===== MATERIAL TO PROCESS

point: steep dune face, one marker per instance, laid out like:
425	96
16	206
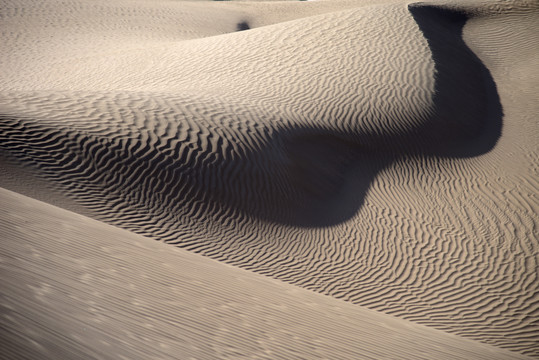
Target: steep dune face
377	154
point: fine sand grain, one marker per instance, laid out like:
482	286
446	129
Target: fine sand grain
382	153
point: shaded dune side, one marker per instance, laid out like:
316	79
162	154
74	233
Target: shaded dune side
172	171
292	164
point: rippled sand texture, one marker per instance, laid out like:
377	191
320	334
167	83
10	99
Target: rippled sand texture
385	154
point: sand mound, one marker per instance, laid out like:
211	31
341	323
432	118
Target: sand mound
384	154
119	293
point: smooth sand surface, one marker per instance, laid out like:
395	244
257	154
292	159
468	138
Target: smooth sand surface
75	288
382	153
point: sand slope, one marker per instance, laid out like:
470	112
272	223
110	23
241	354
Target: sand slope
381	153
77	288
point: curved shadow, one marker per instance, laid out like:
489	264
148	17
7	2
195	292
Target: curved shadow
329	175
302	176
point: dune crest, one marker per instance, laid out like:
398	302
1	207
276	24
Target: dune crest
381	153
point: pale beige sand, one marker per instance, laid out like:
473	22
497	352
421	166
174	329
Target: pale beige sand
75	288
384	153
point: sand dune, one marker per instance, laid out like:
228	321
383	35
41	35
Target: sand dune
380	153
119	293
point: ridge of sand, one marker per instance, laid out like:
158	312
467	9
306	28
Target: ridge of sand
383	154
73	287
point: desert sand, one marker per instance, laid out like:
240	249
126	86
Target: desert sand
269	179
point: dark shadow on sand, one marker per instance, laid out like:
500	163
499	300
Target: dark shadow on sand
330	174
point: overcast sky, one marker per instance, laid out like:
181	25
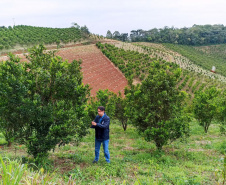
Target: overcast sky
121	15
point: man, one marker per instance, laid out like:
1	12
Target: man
101	125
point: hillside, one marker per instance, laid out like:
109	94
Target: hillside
22	36
134	59
126	60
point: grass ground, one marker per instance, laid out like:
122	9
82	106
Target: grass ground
198	160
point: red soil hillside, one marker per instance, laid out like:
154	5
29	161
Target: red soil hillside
98	71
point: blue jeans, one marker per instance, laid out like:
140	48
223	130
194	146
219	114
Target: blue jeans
105	147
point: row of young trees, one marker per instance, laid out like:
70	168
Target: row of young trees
204	59
195	35
30	35
44	103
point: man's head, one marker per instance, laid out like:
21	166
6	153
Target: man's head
100	110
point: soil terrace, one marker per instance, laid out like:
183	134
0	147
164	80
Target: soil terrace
98	71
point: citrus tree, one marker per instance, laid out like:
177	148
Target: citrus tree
13	90
205	106
155	107
53	106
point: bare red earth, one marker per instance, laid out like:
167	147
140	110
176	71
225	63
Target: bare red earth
98	70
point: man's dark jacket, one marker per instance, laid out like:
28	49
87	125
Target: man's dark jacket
102	128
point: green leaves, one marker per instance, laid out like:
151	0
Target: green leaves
205	106
156	106
47	100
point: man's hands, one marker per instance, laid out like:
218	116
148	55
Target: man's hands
94	123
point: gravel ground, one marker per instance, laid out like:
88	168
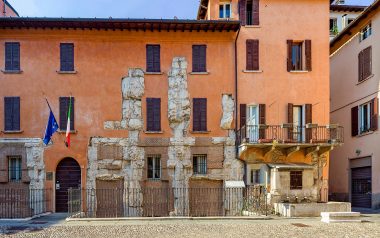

==========

EXERCISE REQUIREMENTS -
Exact copies of the entries above are needed, without their pictures.

COMPLETED EXERCISE -
point: steep dune face, one marker per instance, laid out like:
425	96
16	206
Target: steep dune face
377	154
point: fine sand grain, one marker per instance, laid out like:
482	286
446	129
Target: fine sand grain
382	153
point: shaded dune side, one marker per instance, laid out like:
316	79
162	154
74	233
Target: shaded dune side
172	171
292	164
point: rippled sand texture, one marker per instance, laid out like:
377	191
320	334
167	83
10	99
Target: rippled sand texture
385	154
point: sand mound, one marker per instance, laid out like:
211	31
341	323
432	118
Target: sand mound
384	154
119	293
point: smooth sand surface, one marker per instance, laid out like:
395	244
257	154
292	159
468	138
Target: smooth sand surface
75	288
382	153
point: sand slope, one marker per instance, laid out like:
470	112
272	223
110	23
241	354
Target: sand slope
381	153
77	288
point: curved shadow, one marker per instance, laid out like:
489	264
148	17
7	2
195	292
Target: curved shadow
329	175
302	176
point: dune crest, one marker per instance, laid out like:
398	302
1	207
276	24
Target: dune crest
381	153
point: pale beige sand, one marker per instance, laid out like:
473	22
497	352
421	166
174	329
Target: pale beige sand
75	288
384	153
point: sand dune, one marker per instance, laid out like:
228	321
383	35
41	35
Target: sand dune
380	153
119	293
point: ridge of sand, one marker per instance, laid out like:
158	312
467	9
306	28
Target: ridge of sand
383	154
73	287
point: desert sand, one marker per instance, laid out like:
240	249
126	86
Target: desert sand
269	179
point: dark shadow on sand, one marker per instance, laid out like:
500	163
499	300
Target: dark shadow on sand
330	174
point: overcast sky, one marker per instance, laid out like:
181	25
Target: overcast sky
121	15
point: man, one marker per instance, laid out like:
1	12
Target: man
101	125
point: hillside, one marker per instance, laid out like:
109	94
Target: hillside
22	36
134	59
126	60
point: grass ground, one marker per instance, laid out like:
122	9
82	106
Target: grass ground
198	160
point: red soil hillside, one marker per instance, laid out like:
154	5
29	161
Target: red soil hillside
98	71
point: blue jeans, one marker per instance, laid out like:
140	48
223	130
194	146
219	114
Target: blue jeans
105	147
point: row of young trees, one marker per instance, laid out like:
70	168
Target: row of young trees
204	59
195	35
30	35
44	103
point: man's head, one marker per instance, laid out like:
21	166
6	153
Target: man's head
100	110
point: soil terrace, one marker per instance, laid out like:
183	134
0	147
164	80
Target: soil terrace
98	71
point: citrus tree, one marker per instance, laid out like:
177	148
Target: citrus tree
13	90
205	106
155	107
53	106
point: bare red earth, one marker per instance, laid out like:
167	147
140	110
176	71
225	63
Target: bare red earth
98	70
point: man's dark jacket, one marker per instance, laid out like:
28	49
87	125
Target: man's dark jacket
102	128
point: green leaves, one marker per instance, laid out like:
151	0
Target: green leaves
205	106
156	106
47	100
point: man's hands, one marker per instance, laid out like:
218	116
148	55
Target: man's hands
94	123
point: gravel ground, one marker per instance, laid out like:
88	168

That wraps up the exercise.